In the data below, restate exactly the lines from the one with "Target: flower center" to the final line, both included, but not the pictures.

===== DATA LISTING

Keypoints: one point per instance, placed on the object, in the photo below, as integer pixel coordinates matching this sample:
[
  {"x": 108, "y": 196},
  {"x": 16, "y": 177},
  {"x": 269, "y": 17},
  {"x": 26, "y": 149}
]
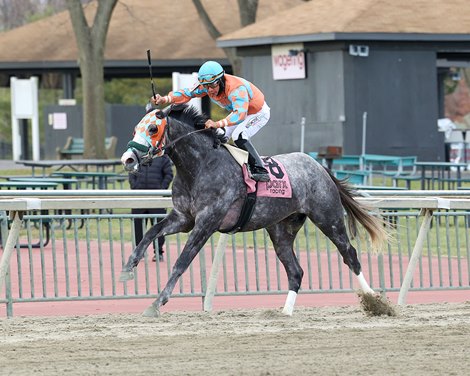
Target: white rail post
[
  {"x": 211, "y": 284},
  {"x": 10, "y": 245},
  {"x": 423, "y": 231}
]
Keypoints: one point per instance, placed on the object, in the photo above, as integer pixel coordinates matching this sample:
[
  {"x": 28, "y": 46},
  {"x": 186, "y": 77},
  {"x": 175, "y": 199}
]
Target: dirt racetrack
[{"x": 427, "y": 339}]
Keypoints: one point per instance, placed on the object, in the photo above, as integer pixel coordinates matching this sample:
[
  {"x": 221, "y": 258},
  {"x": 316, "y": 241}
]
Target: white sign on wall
[
  {"x": 24, "y": 105},
  {"x": 288, "y": 61}
]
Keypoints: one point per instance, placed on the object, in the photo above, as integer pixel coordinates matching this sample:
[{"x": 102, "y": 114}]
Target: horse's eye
[{"x": 153, "y": 129}]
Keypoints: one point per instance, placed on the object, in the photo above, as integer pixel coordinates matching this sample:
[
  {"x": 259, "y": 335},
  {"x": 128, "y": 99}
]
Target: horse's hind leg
[
  {"x": 333, "y": 227},
  {"x": 283, "y": 235}
]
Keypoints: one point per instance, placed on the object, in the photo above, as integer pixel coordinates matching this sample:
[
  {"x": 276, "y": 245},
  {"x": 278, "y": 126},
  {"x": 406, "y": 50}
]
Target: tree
[
  {"x": 247, "y": 10},
  {"x": 91, "y": 41}
]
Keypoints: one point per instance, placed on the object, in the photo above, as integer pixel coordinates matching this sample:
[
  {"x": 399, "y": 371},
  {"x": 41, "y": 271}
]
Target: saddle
[{"x": 241, "y": 156}]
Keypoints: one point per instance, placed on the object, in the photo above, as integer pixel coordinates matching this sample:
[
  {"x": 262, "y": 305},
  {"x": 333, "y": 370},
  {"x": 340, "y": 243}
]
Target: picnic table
[
  {"x": 74, "y": 164},
  {"x": 99, "y": 180},
  {"x": 432, "y": 173},
  {"x": 65, "y": 182},
  {"x": 27, "y": 185}
]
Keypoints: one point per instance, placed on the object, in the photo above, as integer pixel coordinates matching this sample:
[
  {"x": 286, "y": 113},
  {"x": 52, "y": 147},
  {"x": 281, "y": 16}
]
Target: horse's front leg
[
  {"x": 173, "y": 223},
  {"x": 196, "y": 241}
]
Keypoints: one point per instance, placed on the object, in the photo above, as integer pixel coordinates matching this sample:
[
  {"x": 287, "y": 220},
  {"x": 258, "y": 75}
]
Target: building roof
[
  {"x": 171, "y": 29},
  {"x": 320, "y": 20}
]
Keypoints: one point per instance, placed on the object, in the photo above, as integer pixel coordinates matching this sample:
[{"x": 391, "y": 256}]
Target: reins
[{"x": 171, "y": 143}]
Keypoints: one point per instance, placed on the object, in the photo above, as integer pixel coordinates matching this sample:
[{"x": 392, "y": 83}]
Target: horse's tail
[{"x": 357, "y": 212}]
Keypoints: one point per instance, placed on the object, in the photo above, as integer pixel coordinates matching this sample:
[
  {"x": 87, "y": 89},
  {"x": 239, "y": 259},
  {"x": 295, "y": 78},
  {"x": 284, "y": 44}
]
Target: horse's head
[
  {"x": 148, "y": 142},
  {"x": 159, "y": 131}
]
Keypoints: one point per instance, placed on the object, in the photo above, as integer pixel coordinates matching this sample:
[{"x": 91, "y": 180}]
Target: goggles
[
  {"x": 212, "y": 85},
  {"x": 206, "y": 79}
]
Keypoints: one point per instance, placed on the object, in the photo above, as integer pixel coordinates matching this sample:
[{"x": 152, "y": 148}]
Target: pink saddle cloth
[{"x": 279, "y": 185}]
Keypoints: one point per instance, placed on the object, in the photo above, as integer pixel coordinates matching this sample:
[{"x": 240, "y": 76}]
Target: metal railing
[{"x": 72, "y": 246}]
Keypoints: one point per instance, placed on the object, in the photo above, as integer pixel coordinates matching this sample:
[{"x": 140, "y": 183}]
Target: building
[{"x": 387, "y": 59}]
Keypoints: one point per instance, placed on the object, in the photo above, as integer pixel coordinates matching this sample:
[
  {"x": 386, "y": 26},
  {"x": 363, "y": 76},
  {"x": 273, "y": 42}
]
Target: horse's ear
[{"x": 159, "y": 114}]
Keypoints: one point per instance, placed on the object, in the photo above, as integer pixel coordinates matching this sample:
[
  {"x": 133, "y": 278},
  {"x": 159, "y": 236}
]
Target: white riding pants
[{"x": 252, "y": 124}]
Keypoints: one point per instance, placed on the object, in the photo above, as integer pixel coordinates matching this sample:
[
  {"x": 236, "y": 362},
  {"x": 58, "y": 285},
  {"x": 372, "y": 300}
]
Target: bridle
[{"x": 154, "y": 151}]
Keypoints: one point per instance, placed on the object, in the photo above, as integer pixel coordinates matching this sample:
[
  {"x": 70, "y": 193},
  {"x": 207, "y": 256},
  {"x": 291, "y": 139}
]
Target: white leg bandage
[
  {"x": 290, "y": 302},
  {"x": 364, "y": 285}
]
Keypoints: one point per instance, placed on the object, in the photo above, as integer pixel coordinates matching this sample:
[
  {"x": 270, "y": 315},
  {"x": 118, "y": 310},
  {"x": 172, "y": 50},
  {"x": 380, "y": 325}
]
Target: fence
[{"x": 91, "y": 235}]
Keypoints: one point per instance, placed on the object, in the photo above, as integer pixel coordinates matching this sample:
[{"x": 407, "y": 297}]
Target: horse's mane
[{"x": 189, "y": 115}]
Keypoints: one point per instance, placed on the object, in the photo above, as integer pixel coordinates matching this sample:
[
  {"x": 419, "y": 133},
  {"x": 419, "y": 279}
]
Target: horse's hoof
[
  {"x": 126, "y": 276},
  {"x": 151, "y": 311}
]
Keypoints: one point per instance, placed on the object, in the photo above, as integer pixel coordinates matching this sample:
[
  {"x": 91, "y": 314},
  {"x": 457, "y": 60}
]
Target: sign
[
  {"x": 24, "y": 105},
  {"x": 288, "y": 61}
]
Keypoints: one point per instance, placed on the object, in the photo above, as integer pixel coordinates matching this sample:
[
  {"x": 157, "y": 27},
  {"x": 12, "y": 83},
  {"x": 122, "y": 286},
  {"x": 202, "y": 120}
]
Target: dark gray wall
[
  {"x": 120, "y": 122},
  {"x": 398, "y": 88},
  {"x": 396, "y": 85}
]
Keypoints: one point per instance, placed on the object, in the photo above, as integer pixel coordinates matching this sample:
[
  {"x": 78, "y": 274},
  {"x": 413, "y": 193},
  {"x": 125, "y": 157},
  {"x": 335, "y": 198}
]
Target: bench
[{"x": 75, "y": 146}]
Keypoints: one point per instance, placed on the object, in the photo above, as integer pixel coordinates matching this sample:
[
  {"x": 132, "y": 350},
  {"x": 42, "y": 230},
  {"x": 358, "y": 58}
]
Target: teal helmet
[{"x": 210, "y": 72}]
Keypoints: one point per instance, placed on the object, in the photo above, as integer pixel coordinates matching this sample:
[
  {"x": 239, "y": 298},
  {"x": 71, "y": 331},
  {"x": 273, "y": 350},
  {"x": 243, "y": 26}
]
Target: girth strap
[{"x": 245, "y": 214}]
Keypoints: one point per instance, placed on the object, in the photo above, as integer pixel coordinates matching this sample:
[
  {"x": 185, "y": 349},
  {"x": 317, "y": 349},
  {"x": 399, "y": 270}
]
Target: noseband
[{"x": 151, "y": 151}]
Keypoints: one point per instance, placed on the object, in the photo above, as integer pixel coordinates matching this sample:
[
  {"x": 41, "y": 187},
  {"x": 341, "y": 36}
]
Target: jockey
[{"x": 248, "y": 110}]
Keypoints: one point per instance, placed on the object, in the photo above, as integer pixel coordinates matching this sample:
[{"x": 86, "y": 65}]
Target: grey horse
[{"x": 209, "y": 191}]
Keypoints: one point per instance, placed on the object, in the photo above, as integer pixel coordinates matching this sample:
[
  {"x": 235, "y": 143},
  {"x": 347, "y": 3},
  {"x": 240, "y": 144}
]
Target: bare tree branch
[{"x": 206, "y": 20}]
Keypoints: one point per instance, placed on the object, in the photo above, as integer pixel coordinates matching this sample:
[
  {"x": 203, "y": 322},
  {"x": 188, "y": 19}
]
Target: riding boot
[{"x": 255, "y": 164}]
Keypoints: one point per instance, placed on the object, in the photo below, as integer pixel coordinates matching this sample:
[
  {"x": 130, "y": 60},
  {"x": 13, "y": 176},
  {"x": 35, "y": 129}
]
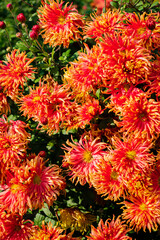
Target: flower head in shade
[
  {"x": 43, "y": 183},
  {"x": 105, "y": 23},
  {"x": 114, "y": 229},
  {"x": 142, "y": 212},
  {"x": 141, "y": 116},
  {"x": 47, "y": 104},
  {"x": 131, "y": 155},
  {"x": 47, "y": 232},
  {"x": 107, "y": 181},
  {"x": 82, "y": 157},
  {"x": 76, "y": 220},
  {"x": 59, "y": 23},
  {"x": 14, "y": 73},
  {"x": 15, "y": 227}
]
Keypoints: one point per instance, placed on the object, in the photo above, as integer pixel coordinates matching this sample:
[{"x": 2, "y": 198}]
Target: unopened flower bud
[
  {"x": 33, "y": 34},
  {"x": 9, "y": 6},
  {"x": 2, "y": 25},
  {"x": 19, "y": 35},
  {"x": 21, "y": 18}
]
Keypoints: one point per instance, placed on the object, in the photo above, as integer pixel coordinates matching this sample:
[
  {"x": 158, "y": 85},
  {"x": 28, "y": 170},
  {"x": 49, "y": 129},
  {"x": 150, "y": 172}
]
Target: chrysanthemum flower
[
  {"x": 107, "y": 181},
  {"x": 15, "y": 227},
  {"x": 127, "y": 62},
  {"x": 141, "y": 116},
  {"x": 131, "y": 155},
  {"x": 4, "y": 105},
  {"x": 142, "y": 212},
  {"x": 82, "y": 157},
  {"x": 14, "y": 73},
  {"x": 85, "y": 75},
  {"x": 145, "y": 29},
  {"x": 76, "y": 220},
  {"x": 43, "y": 184},
  {"x": 99, "y": 5},
  {"x": 47, "y": 102},
  {"x": 13, "y": 195},
  {"x": 87, "y": 111},
  {"x": 105, "y": 23},
  {"x": 111, "y": 229},
  {"x": 59, "y": 23},
  {"x": 47, "y": 232},
  {"x": 14, "y": 128}
]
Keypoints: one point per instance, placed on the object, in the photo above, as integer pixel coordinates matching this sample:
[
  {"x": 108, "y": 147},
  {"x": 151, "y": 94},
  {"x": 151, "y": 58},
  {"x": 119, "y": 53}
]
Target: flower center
[
  {"x": 114, "y": 175},
  {"x": 61, "y": 20},
  {"x": 87, "y": 155},
  {"x": 143, "y": 207},
  {"x": 37, "y": 180},
  {"x": 14, "y": 188},
  {"x": 131, "y": 154},
  {"x": 36, "y": 98}
]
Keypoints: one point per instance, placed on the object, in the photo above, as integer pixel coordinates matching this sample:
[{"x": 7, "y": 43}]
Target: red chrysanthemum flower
[
  {"x": 99, "y": 5},
  {"x": 82, "y": 157},
  {"x": 4, "y": 105},
  {"x": 13, "y": 195},
  {"x": 131, "y": 155},
  {"x": 127, "y": 62},
  {"x": 14, "y": 128},
  {"x": 59, "y": 23},
  {"x": 142, "y": 212},
  {"x": 106, "y": 23},
  {"x": 14, "y": 73},
  {"x": 111, "y": 229},
  {"x": 76, "y": 220},
  {"x": 15, "y": 227},
  {"x": 141, "y": 115},
  {"x": 144, "y": 29},
  {"x": 47, "y": 232},
  {"x": 107, "y": 181},
  {"x": 43, "y": 183},
  {"x": 48, "y": 105},
  {"x": 88, "y": 111}
]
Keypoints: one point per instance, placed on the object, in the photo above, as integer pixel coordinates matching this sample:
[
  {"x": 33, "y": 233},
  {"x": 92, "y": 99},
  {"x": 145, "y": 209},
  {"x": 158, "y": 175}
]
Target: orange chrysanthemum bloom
[
  {"x": 76, "y": 220},
  {"x": 82, "y": 157},
  {"x": 15, "y": 227},
  {"x": 14, "y": 73},
  {"x": 107, "y": 181},
  {"x": 111, "y": 229},
  {"x": 48, "y": 104},
  {"x": 59, "y": 23},
  {"x": 88, "y": 111},
  {"x": 4, "y": 105},
  {"x": 131, "y": 155},
  {"x": 85, "y": 75},
  {"x": 99, "y": 5},
  {"x": 47, "y": 232},
  {"x": 127, "y": 62},
  {"x": 141, "y": 115},
  {"x": 144, "y": 29},
  {"x": 106, "y": 23},
  {"x": 14, "y": 128},
  {"x": 13, "y": 195},
  {"x": 142, "y": 212},
  {"x": 43, "y": 183}
]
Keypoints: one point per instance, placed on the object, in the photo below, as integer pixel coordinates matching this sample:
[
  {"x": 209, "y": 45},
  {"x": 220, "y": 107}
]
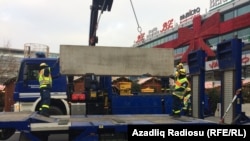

==========

> **RESPONSE BELOW**:
Target: flower center
[
  {"x": 114, "y": 175},
  {"x": 61, "y": 20},
  {"x": 87, "y": 155},
  {"x": 143, "y": 207},
  {"x": 37, "y": 180},
  {"x": 14, "y": 188},
  {"x": 131, "y": 154},
  {"x": 36, "y": 98}
]
Keypoints: one point per instance, placed on the object, in the photo above, as integer pixel coordinates matching this sample:
[{"x": 7, "y": 43}]
Target: red chrysanthemum flower
[
  {"x": 99, "y": 5},
  {"x": 82, "y": 157},
  {"x": 4, "y": 105},
  {"x": 13, "y": 195},
  {"x": 131, "y": 155},
  {"x": 127, "y": 62},
  {"x": 14, "y": 128},
  {"x": 59, "y": 23},
  {"x": 142, "y": 212},
  {"x": 106, "y": 23},
  {"x": 14, "y": 73},
  {"x": 111, "y": 229},
  {"x": 76, "y": 220},
  {"x": 15, "y": 227},
  {"x": 141, "y": 115},
  {"x": 144, "y": 29},
  {"x": 47, "y": 232},
  {"x": 107, "y": 181},
  {"x": 43, "y": 183},
  {"x": 48, "y": 105},
  {"x": 88, "y": 111}
]
Keypoints: one point per instance, placed on the object, in the photo above, as integer pixel coordinates matching this sample:
[
  {"x": 33, "y": 233},
  {"x": 92, "y": 99},
  {"x": 145, "y": 209},
  {"x": 158, "y": 175}
]
Target: orange chrysanthemum bloom
[
  {"x": 76, "y": 220},
  {"x": 82, "y": 157},
  {"x": 15, "y": 227},
  {"x": 14, "y": 73},
  {"x": 107, "y": 181},
  {"x": 111, "y": 229},
  {"x": 48, "y": 104},
  {"x": 59, "y": 23},
  {"x": 88, "y": 111},
  {"x": 4, "y": 105},
  {"x": 131, "y": 155},
  {"x": 85, "y": 75},
  {"x": 99, "y": 5},
  {"x": 47, "y": 232},
  {"x": 127, "y": 62},
  {"x": 141, "y": 115},
  {"x": 144, "y": 29},
  {"x": 106, "y": 23},
  {"x": 14, "y": 128},
  {"x": 13, "y": 195},
  {"x": 142, "y": 212},
  {"x": 43, "y": 183}
]
Keypoints: one point per instance, placed on the object, in the photo below, as integer pixel coordinates matching this sample:
[
  {"x": 209, "y": 45},
  {"x": 220, "y": 107}
]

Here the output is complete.